__Texto para ler__.
Julgar sem compreender é o erro mais frequente e publicitado. Os fenómenos humanos são normalmente analisados pelo olhar e valores de cada época.
A relação milenar entre homens e animais apresenta expressões mágico-religiosas, simbólicas, necessidades de subsistência e económicas. Mauss e Hubert analisaram a função sócio-religiosa do sacrifício, Freud acrescentou-lhe o banquete comunitário.
A origem das touradas como manifestação da herança cultural mediterrânica interessa à investigação, surgiram diversos trabalhos de antropologia cultural e de outras ciências.
Mito e realidade reencontram-se na morte, o touro é um animal lúdico e poderoso que pode matar o homem, acontece nos campos e arenas
Arqueólogos do período pré-histórico encontraram em grutas e rochas desenhos de bovídeos e equídeos, bisontes e auroques, os touros da época e interrogaram-se.

__Exercícios__.
**a)** Reproduza, do texto sobre a origem das touradas, o trecho que vai de "Julgar sem compreender" até "de outras ciências.", incluindo este último.
**b)** Resuma em duas frases o texto sobre a origem das touradas.

__Material extraído__.

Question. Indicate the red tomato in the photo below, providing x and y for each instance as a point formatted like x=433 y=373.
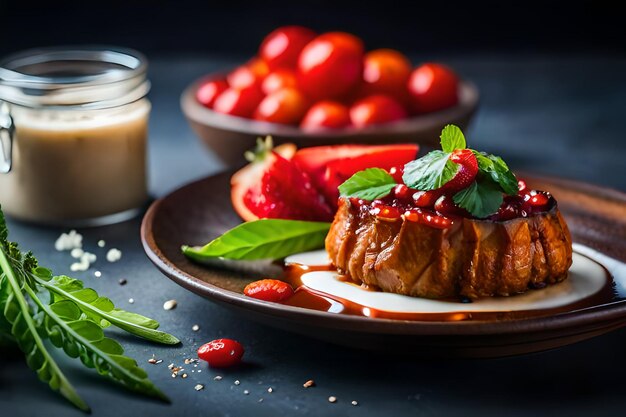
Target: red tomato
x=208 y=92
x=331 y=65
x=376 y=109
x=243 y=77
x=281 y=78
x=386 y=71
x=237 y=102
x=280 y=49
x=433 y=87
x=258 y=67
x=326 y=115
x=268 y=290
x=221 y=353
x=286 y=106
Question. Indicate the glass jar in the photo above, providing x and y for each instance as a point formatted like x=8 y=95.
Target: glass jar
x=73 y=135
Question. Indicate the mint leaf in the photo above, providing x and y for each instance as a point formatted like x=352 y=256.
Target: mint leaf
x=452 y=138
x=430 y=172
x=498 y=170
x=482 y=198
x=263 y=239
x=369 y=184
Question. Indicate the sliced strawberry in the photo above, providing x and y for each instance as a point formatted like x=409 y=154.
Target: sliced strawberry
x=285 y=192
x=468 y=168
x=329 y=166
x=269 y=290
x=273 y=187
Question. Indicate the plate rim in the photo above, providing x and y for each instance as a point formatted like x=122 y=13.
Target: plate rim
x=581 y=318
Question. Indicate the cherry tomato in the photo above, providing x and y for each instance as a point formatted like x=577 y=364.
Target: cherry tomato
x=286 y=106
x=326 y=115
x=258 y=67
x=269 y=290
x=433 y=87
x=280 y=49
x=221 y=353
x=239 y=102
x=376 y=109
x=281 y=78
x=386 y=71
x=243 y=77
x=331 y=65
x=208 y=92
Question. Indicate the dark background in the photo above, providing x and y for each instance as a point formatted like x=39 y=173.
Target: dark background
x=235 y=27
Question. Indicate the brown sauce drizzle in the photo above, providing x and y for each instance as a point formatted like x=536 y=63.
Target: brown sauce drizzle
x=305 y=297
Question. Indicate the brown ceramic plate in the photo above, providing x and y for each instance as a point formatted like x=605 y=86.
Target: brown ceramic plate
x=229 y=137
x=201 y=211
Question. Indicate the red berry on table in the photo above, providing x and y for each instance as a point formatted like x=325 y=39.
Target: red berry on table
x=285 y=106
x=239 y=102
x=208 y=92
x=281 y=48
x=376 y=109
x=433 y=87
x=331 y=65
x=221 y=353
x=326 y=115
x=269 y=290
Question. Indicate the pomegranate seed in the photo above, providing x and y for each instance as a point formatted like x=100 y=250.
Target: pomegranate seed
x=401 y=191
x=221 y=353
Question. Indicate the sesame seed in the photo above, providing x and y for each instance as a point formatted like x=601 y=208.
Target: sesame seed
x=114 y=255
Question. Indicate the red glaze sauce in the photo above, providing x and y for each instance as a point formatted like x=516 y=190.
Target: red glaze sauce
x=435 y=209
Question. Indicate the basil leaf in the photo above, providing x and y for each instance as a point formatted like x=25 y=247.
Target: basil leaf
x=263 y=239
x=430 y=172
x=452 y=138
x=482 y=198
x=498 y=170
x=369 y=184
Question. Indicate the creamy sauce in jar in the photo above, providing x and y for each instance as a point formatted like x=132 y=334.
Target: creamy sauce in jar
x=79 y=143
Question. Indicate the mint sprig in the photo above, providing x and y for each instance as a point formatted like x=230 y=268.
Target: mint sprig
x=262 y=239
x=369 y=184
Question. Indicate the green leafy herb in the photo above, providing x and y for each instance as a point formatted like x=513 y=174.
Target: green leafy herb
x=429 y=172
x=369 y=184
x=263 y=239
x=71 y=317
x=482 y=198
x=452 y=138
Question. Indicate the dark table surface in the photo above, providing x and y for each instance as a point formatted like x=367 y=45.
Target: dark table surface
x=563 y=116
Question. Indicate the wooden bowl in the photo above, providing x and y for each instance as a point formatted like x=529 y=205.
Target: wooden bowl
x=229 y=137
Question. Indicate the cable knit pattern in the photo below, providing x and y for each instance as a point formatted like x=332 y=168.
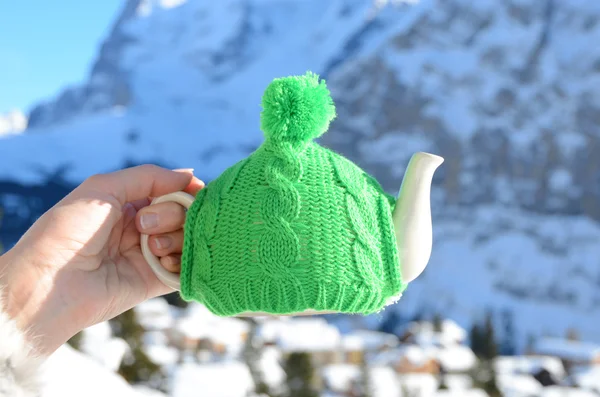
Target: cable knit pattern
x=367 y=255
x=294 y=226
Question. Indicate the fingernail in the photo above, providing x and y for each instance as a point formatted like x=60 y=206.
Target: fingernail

__Soluções__.
**a)**
Julgar sem compreender é o erro mais frequente e publicitado. Os fenómenos humanos são normalmente analisados pelo olhar e valores de cada época.
A relação milenar entre homens e animais apresenta expressões mágico-religiosas, simbólicas, necessidades de subsistência e económicas. Mauss e Hubert analisaram a função sócio-religiosa do sacrifício, Freud acrescentou-lhe o banquete comunitário.
A origem das touradas como manifestação da herança cultural mediterrânica interessa à investigação, surgiram diversos trabalhos de antropologia cultural e de outras ciências.

**b)** Os fenómenos humanos costumam ser analisados pelo olhar e pelos valores de cada época, e a relação milenar entre homens e animais tem expressões mágico-religiosas, simbólicas, de subsistência e económicas. A origem das touradas como herança cultural mediterrânica interessa à investigação e deu origem a trabalhos de antropologia cultural e de outras ciências, enquanto arqueólogos do período pré-histórico encontraram em grutas e rochas desenhos de bovídeos e equídeos.